WHAT THE TASK REQUIRES:
Copy out the records below verbatim, starting with the line that contains "Where can you see the colorful" and continuing through the line that contains "<point>574,417</point>", both included.

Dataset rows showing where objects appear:
○ ○ ○ ○
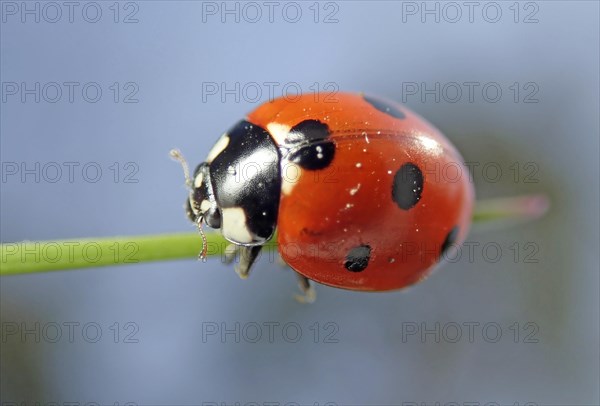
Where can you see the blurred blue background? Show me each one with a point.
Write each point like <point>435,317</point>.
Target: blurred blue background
<point>163,63</point>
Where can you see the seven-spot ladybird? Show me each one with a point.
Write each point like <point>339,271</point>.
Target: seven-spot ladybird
<point>358,188</point>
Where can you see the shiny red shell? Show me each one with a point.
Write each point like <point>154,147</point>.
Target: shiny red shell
<point>342,225</point>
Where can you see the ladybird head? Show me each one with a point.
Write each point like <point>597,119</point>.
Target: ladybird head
<point>201,204</point>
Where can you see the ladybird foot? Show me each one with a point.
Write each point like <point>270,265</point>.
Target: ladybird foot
<point>309,293</point>
<point>247,257</point>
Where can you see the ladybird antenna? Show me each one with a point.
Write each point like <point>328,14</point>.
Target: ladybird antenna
<point>178,156</point>
<point>202,255</point>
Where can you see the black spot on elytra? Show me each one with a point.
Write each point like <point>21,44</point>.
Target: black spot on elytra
<point>407,186</point>
<point>314,156</point>
<point>449,240</point>
<point>307,131</point>
<point>385,107</point>
<point>358,258</point>
<point>309,144</point>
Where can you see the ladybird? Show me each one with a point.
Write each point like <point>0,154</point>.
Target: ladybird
<point>357,189</point>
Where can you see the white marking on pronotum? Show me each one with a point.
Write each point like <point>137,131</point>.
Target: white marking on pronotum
<point>198,180</point>
<point>354,190</point>
<point>221,144</point>
<point>279,132</point>
<point>235,227</point>
<point>290,176</point>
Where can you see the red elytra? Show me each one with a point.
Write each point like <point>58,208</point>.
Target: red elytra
<point>379,216</point>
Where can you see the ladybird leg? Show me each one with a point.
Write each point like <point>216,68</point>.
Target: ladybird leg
<point>309,293</point>
<point>230,252</point>
<point>247,257</point>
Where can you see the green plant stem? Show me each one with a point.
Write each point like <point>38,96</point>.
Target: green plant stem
<point>42,256</point>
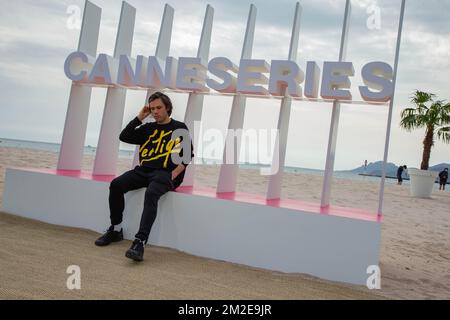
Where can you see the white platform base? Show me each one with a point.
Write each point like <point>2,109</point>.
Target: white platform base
<point>324,245</point>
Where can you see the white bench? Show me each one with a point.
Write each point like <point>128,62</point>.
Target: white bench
<point>286,235</point>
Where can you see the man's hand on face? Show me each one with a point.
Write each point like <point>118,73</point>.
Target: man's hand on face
<point>144,113</point>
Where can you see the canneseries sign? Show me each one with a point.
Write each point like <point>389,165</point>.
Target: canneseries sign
<point>250,77</point>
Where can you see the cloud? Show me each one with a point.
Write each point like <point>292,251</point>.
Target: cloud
<point>35,41</point>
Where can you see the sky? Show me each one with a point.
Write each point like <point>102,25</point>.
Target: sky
<point>37,36</point>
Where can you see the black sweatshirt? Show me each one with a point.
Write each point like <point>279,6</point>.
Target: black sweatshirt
<point>156,143</point>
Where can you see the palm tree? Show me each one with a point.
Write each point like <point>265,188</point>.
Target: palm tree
<point>435,119</point>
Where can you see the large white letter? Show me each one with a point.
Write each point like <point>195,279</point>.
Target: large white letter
<point>103,71</point>
<point>219,67</point>
<point>377,75</point>
<point>336,77</point>
<point>155,76</point>
<point>251,73</point>
<point>77,66</point>
<point>285,73</point>
<point>191,74</point>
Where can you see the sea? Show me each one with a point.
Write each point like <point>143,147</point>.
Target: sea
<point>129,154</point>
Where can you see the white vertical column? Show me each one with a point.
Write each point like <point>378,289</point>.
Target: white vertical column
<point>332,138</point>
<point>72,144</point>
<point>279,156</point>
<point>391,107</point>
<point>108,142</point>
<point>195,101</point>
<point>162,52</point>
<point>228,171</point>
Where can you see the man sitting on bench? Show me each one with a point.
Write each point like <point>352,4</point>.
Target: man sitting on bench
<point>161,169</point>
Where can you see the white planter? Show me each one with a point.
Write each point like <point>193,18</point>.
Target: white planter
<point>422,182</point>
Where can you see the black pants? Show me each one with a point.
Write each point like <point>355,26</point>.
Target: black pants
<point>157,182</point>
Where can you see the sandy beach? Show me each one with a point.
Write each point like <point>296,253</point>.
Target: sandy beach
<point>414,258</point>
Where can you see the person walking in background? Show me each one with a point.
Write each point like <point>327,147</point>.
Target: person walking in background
<point>443,176</point>
<point>399,174</point>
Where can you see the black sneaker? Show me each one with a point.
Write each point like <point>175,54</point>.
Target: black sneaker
<point>109,236</point>
<point>136,252</point>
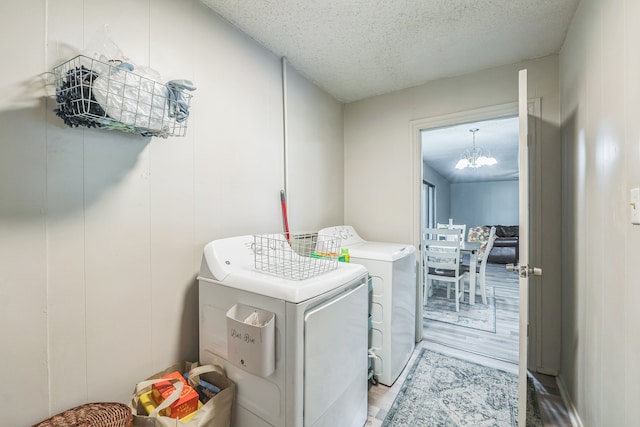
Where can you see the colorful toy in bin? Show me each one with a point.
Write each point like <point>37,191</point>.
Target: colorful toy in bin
<point>204,389</point>
<point>326,255</point>
<point>186,404</point>
<point>149,406</point>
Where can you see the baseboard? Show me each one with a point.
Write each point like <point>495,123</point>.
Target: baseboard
<point>574,417</point>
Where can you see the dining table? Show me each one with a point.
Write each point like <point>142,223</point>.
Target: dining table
<point>471,248</point>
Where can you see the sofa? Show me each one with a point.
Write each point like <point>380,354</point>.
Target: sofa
<point>505,246</point>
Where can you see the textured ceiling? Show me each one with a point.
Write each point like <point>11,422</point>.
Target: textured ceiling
<point>442,148</point>
<point>355,49</point>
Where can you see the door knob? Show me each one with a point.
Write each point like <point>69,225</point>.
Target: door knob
<point>524,271</point>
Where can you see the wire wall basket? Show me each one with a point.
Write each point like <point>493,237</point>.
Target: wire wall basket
<point>109,95</point>
<point>298,258</point>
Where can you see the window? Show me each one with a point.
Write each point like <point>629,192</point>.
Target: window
<point>429,197</point>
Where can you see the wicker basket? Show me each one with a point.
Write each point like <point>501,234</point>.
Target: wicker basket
<point>102,414</point>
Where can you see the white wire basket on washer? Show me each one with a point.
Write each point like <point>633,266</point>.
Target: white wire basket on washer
<point>298,258</point>
<point>115,95</point>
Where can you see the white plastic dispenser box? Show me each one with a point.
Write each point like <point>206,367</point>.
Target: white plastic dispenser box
<point>251,339</point>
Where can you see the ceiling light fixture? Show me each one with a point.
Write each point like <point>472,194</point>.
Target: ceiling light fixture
<point>475,157</point>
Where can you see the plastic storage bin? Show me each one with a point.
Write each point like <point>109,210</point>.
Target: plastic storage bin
<point>251,347</point>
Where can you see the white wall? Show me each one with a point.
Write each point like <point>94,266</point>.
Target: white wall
<point>485,203</point>
<point>379,166</point>
<point>101,232</point>
<point>599,69</point>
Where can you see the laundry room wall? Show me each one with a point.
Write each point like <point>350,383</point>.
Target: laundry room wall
<point>101,232</point>
<point>599,69</point>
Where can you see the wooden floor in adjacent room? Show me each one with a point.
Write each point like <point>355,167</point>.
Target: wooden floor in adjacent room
<point>498,350</point>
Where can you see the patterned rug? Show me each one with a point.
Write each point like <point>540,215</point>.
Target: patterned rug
<point>478,316</point>
<point>445,391</point>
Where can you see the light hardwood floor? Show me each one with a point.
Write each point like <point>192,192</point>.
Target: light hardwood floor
<point>498,350</point>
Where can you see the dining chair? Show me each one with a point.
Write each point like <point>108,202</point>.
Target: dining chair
<point>442,261</point>
<point>461,227</point>
<point>487,236</point>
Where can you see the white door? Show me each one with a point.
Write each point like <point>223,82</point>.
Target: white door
<point>523,268</point>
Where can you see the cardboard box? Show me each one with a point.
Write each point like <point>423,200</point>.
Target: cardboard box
<point>186,404</point>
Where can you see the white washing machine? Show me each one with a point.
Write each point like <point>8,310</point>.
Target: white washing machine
<point>319,375</point>
<point>392,267</point>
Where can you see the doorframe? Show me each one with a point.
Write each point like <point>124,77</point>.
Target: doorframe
<point>485,113</point>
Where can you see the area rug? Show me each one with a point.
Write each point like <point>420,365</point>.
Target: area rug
<point>478,316</point>
<point>445,391</point>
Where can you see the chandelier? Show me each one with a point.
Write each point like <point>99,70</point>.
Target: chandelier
<point>475,157</point>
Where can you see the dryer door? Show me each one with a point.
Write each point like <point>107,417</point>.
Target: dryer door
<point>335,361</point>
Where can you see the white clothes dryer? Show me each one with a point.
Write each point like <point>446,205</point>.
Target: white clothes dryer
<point>392,267</point>
<point>319,375</point>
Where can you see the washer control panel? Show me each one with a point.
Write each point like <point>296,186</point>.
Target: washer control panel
<point>346,233</point>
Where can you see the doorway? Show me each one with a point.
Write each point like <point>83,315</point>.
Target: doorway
<point>476,198</point>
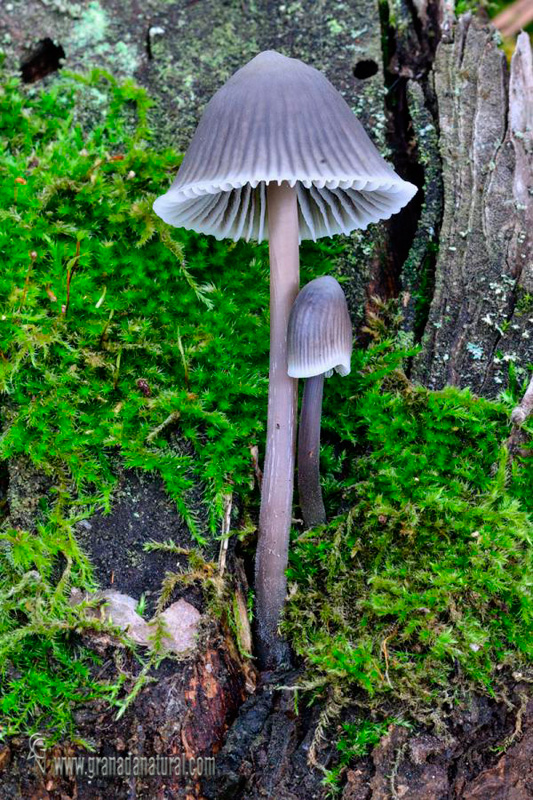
○ ○ ○ ○
REPLY TO THE EXERCISE:
Where can you see the colorful toy in bin? Show me each one with a point.
Write each point like <point>37,191</point>.
Target: colorful toy in bin
<point>204,389</point>
<point>326,255</point>
<point>186,404</point>
<point>149,406</point>
Where can you see the baseboard? Show me each one with a point.
Write each point like <point>495,123</point>.
Target: baseboard
<point>574,417</point>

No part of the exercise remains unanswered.